> _課題の指示_
春菜さんと祖母についての本文を、一字一句変えずに全文繰り返してください。

春菜さんが夫と出会ったのは18歳の時。夫は9歳年上の27歳。社会の中で上手く立ち回れない未熟なふたりが出会って始まった結婚生活だったが、気が付けば夫は正社員として働き始め、ふたりの子どもを授かり、マイホームを手に入れることができた。夫の死後、遺された幼い子どもたちを育てながら、春菜さん自身も成長を続けている。生きて、出会って、成長した、ふたりの愛の物語だ。

おばあちゃんがしっかり者にしてくれた

春菜さんの両親は、春菜さんが3歳の頃に離婚。その後は祖父母に育てられた。

「母は、ひとりで私を育てることが難しく、私は祖父母に預けられたまま、大きくなりました。母と祖母は相性が悪くて、母はあまり実家には戻ってきませんでした。祖母は『お父さんがいないからこうなった』と言われないようにと、私に愛情をかけてくれました。ピアノやそろばんを習わせてくれました。そして、厳しく育ててくれました」

 

学校で気を張ってしまう春菜さんは、家に帰ると祖母にわがままを言った。祖母は時に優しく、時に厳しく、そんな春菜さんと向き合った。

「よく『なせば成る、なさねば成らぬ何事も』とか、『聞くは一時の恥、聞かぬは一生の恥』とか、格言を使って教えてくれました。『お金は大事だ』ということも、祖母から叩き込まれました」

 

意地悪されたときは、「何でそういう事するの?って言いなさい」と言われ、実際に役立ったこともある。

「祖母に言われた通り、意地悪をする子に『何でそんなことをするの?』と聞いてみました。すると、子どもは理屈よりも感情で意地悪をするので、何で?何で?と理由を聞かれることが面倒臭くなって、いじめなくなるのです」

祖母は、「勉強でも、何でも、分からないことがあったら人に聞きなさい」と教えてくれた。

(抽出された行)

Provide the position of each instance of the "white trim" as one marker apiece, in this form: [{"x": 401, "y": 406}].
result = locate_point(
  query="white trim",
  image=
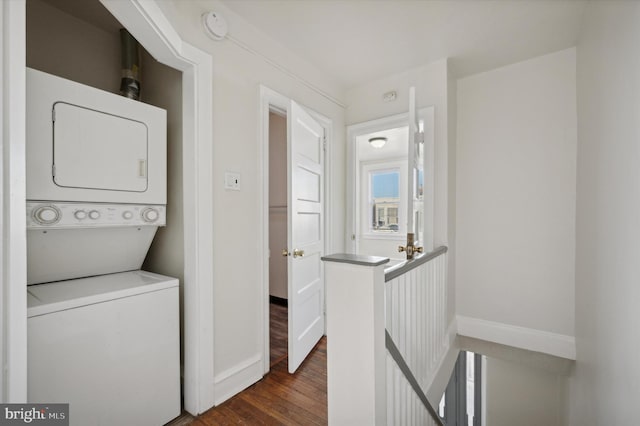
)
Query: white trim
[
  {"x": 145, "y": 20},
  {"x": 236, "y": 379},
  {"x": 13, "y": 266},
  {"x": 442, "y": 373},
  {"x": 520, "y": 337},
  {"x": 270, "y": 98},
  {"x": 353, "y": 173}
]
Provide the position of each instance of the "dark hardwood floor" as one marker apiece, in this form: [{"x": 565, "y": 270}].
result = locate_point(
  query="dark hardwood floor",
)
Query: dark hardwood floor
[
  {"x": 279, "y": 398},
  {"x": 278, "y": 335}
]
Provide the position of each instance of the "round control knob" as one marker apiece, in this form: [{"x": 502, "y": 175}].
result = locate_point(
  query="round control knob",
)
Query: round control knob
[
  {"x": 150, "y": 214},
  {"x": 46, "y": 215}
]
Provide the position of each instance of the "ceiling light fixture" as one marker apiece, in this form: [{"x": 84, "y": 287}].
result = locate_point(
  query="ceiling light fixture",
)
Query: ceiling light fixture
[{"x": 378, "y": 142}]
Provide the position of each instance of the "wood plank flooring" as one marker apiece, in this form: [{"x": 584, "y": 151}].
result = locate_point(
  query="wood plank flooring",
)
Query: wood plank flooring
[
  {"x": 278, "y": 334},
  {"x": 279, "y": 398}
]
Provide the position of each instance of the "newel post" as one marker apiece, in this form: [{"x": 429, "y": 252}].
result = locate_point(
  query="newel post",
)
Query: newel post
[{"x": 356, "y": 353}]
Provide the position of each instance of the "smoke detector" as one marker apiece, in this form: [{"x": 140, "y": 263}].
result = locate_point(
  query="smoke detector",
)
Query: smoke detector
[{"x": 214, "y": 25}]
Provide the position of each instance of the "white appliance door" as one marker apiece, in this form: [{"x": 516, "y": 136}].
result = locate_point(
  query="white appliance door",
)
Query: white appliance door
[
  {"x": 305, "y": 234},
  {"x": 96, "y": 150}
]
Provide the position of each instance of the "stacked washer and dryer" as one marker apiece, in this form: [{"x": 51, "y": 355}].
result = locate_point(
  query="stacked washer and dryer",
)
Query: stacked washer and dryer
[{"x": 103, "y": 335}]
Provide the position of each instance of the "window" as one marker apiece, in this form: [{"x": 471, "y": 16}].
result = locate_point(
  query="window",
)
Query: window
[{"x": 382, "y": 202}]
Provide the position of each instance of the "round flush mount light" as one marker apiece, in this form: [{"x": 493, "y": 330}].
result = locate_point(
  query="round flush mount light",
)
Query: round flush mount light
[
  {"x": 378, "y": 142},
  {"x": 215, "y": 25}
]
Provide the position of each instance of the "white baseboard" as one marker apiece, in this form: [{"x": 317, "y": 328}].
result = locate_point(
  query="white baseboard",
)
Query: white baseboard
[
  {"x": 236, "y": 379},
  {"x": 520, "y": 337}
]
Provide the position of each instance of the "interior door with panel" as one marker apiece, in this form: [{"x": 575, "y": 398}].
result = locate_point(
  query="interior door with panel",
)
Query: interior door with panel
[{"x": 305, "y": 233}]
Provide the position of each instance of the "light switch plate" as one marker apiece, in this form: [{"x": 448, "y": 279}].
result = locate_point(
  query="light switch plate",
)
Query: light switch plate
[{"x": 232, "y": 181}]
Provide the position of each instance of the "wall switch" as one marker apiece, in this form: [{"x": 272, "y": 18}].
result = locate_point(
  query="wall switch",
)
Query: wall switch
[{"x": 232, "y": 181}]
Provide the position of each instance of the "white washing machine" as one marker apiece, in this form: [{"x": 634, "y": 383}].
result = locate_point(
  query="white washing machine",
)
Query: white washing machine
[
  {"x": 102, "y": 334},
  {"x": 109, "y": 346}
]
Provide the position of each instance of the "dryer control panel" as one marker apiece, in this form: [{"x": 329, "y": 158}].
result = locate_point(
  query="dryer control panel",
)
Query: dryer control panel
[{"x": 57, "y": 215}]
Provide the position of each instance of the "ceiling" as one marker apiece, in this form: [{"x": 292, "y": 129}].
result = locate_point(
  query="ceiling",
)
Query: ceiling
[
  {"x": 357, "y": 41},
  {"x": 396, "y": 146}
]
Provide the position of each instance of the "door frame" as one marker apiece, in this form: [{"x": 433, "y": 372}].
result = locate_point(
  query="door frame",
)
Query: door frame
[
  {"x": 353, "y": 171},
  {"x": 271, "y": 99},
  {"x": 13, "y": 259},
  {"x": 146, "y": 21}
]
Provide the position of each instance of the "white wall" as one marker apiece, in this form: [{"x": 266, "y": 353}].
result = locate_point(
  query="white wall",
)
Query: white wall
[
  {"x": 517, "y": 394},
  {"x": 364, "y": 103},
  {"x": 277, "y": 205},
  {"x": 238, "y": 300},
  {"x": 516, "y": 191},
  {"x": 162, "y": 86},
  {"x": 605, "y": 390}
]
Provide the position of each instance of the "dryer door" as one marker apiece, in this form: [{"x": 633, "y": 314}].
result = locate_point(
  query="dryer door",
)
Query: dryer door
[{"x": 97, "y": 150}]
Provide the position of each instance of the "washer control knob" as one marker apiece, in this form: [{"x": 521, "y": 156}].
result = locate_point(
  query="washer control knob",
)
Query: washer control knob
[
  {"x": 150, "y": 214},
  {"x": 46, "y": 215}
]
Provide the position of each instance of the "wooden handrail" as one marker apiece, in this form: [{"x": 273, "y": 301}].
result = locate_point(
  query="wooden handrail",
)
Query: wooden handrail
[
  {"x": 420, "y": 259},
  {"x": 404, "y": 367}
]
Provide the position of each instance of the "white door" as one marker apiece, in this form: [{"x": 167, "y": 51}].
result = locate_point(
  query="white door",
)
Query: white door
[{"x": 305, "y": 234}]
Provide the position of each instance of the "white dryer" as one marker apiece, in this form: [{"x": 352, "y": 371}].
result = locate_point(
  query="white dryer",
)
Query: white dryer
[
  {"x": 88, "y": 145},
  {"x": 102, "y": 335}
]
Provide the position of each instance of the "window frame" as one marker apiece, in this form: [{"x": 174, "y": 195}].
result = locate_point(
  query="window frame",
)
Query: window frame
[{"x": 365, "y": 202}]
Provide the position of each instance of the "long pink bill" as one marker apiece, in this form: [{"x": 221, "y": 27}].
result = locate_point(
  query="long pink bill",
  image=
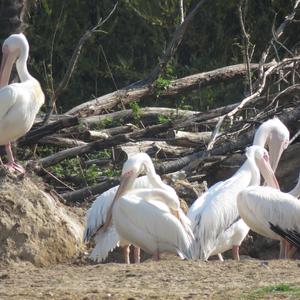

> _本課題の解答_
春菜さんが夫と出会ったのは18歳の時。夫は9歳年上の27歳。社会の中で上手く立ち回れない未熟なふたりが出会って始まった結婚生活だったが、気が付けば夫は正社員として働き始め、ふたりの子どもを授かり、マイホームを手に入れることができた。夫の死後、遺された幼い子どもたちを育てながら、春菜さん自身も成長を続けている。生きて、出会って、成長した、ふたりの愛の物語だ。

おばあちゃんがしっかり者にしてくれた

春菜さんの両親は、春菜さんが3歳の頃に離婚。その後は祖父母に育てられた。

「母は、ひとりで私を育てることが難しく、私は祖父母に預けられたまま、大きくなりました。母と祖母は相性が悪くて、母はあまり実家には戻ってきませんでした。祖母は『お父さんがいないからこうなった』と言われないようにと、私に愛情をかけてくれました。ピアノやそろばんを習わせてくれました。そして、厳しく育ててくれました」

 

学校で気を張ってしまう春菜さんは、家に帰ると祖母にわがままを言った。祖母は時に優しく、時に厳しく、そんな春菜さんと向き合った。

「よく『なせば成る、なさねば成らぬ何事も』とか、『聞くは一時の恥、聞かぬは一生の恥』とか、格言を使って教えてくれました。『お金は大事だ』ということも、祖母から叩き込まれました」

 

意地悪されたときは、「何でそういう事するの?って言いなさい」と言われ、実際に役立ったこともある。

「祖母に言われた通り、意地悪をする子に『何でそんなことをするの?』と聞いてみました。すると、子どもは理屈よりも感情で意地悪をするので、何で?何で?と理由を聞かれることが面倒臭くなって、いじめなくなるのです」

祖母は、「勉強でも、何でも、分からないことがあったら人に聞きなさい」と教えてくれた。